● **SELECTED EXTRACT**:
▶

2009-02-15 Thread wren ng thornton

Louis Wasserman wrote:

I follow.  The primary issue, I'm sort of wildly inferring, is that use of
STT -- despite being pretty much a State monad on the inside -- allows
access to things like mutable references?


That's exactly the problem. The essential reason for ST's existence are 
STRefs which allow mutability.


With only a single path of execution[1] the destructive mutability 
can't be observed (i.e. ST is observationally equivalent to State which 
performs non-destructive updates). However once nondeterminism, 
concurrency (not parallelism), or backtracking enter the picture the 
bisimilarity goes away and it's possible to observe the mutations and 
break referential transparency.



[1] An intentionally vague phrase. Abstractly speaking nondeterminism, 
concurrency, and backtracking all amount to existing simultaneously at 
multiple points in the program with each of these points moving at an 
independent rate. Since they're independent it's possible for one 
thread to make a change and then have another move to see it. With 
only a single execution point it's not possible to tell what your 
history is, and so you can't know if it changes out from behind you.

◀

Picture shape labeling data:
▶

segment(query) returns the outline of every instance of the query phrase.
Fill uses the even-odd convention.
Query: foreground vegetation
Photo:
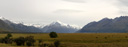
[[[7,34],[0,34],[4,38]],[[34,36],[34,47],[39,47],[38,40],[45,44],[54,44],[59,40],[61,47],[127,47],[128,33],[60,33],[57,38],[50,38],[49,34],[12,34],[12,38]],[[0,43],[1,47],[27,47],[17,46],[15,43]]]

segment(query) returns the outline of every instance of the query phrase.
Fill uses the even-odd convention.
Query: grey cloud
[[[85,0],[63,0],[68,2],[85,3]]]
[[[59,9],[54,11],[54,13],[78,13],[78,12],[83,12],[81,10],[71,10],[71,9]]]
[[[119,13],[121,15],[127,15],[128,14],[128,0],[118,0],[118,8],[120,9]]]
[[[118,0],[121,5],[128,6],[128,0]]]

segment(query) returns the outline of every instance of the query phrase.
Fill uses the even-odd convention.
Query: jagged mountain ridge
[[[76,26],[64,24],[60,21],[53,22],[50,25],[46,25],[43,27],[39,25],[35,26],[33,24],[30,25],[23,23],[14,23],[3,17],[0,17],[0,27],[1,27],[0,29],[4,29],[7,30],[8,32],[14,32],[14,33],[49,33],[52,31],[57,33],[74,33],[79,29]]]
[[[40,29],[38,29],[34,26],[26,26],[21,23],[16,24],[16,23],[13,23],[3,17],[0,17],[0,23],[4,23],[4,24],[0,24],[0,26],[1,26],[0,29],[8,30],[8,32],[14,32],[14,33],[39,33],[39,32],[42,32]],[[6,25],[6,26],[2,26],[2,25]]]
[[[60,21],[53,22],[49,25],[46,25],[42,30],[45,33],[50,33],[52,31],[57,33],[74,33],[78,31],[80,28],[76,26],[72,26],[69,24],[62,23]]]
[[[128,16],[104,18],[85,25],[79,33],[128,33]]]

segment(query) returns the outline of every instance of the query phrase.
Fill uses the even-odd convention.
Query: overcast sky
[[[127,15],[128,0],[0,0],[0,16],[27,24],[61,21],[84,26]]]

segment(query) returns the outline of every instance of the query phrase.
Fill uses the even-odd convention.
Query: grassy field
[[[0,38],[7,34],[0,34]],[[60,33],[58,38],[50,38],[49,34],[12,34],[13,38],[20,36],[34,36],[36,40],[42,39],[44,43],[61,41],[63,47],[127,47],[128,33]],[[35,47],[38,43],[35,43]],[[27,47],[15,44],[1,44],[0,47]]]

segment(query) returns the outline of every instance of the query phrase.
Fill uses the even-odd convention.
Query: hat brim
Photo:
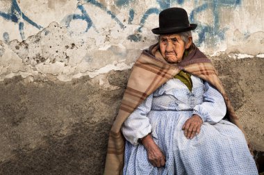
[[[177,33],[180,32],[190,31],[195,30],[197,27],[197,24],[190,24],[190,26],[188,27],[171,27],[163,29],[160,29],[159,27],[153,28],[151,30],[152,33],[156,35],[167,35]]]

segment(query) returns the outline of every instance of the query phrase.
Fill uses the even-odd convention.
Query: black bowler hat
[[[159,26],[151,30],[154,34],[166,35],[192,31],[197,24],[190,24],[185,10],[181,8],[170,8],[158,15]]]

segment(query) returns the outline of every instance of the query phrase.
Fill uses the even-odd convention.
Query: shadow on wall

◀

● **TASK PROMPT**:
Do these statements agree with the mailing-list post on ST and mutability: (a) STRefs are the essential reason ST exists; (b) parallelism is among the things that make the mutations observable; (c) with a single execution point, you can tell what your history is? Answer yes or no for each, quoting the deciding words of the post.

● **TASK RESULT**:
(a) Yes: "The essential reason for ST's existence are STRefs which allow mutability."
(b) No: "However once nondeterminism, concurrency (not parallelism), or backtracking enter the picture the bisimilarity goes away and it's possible to observe the mutations"
(c) No: "With only a single execution point it's not possible to tell what your history is"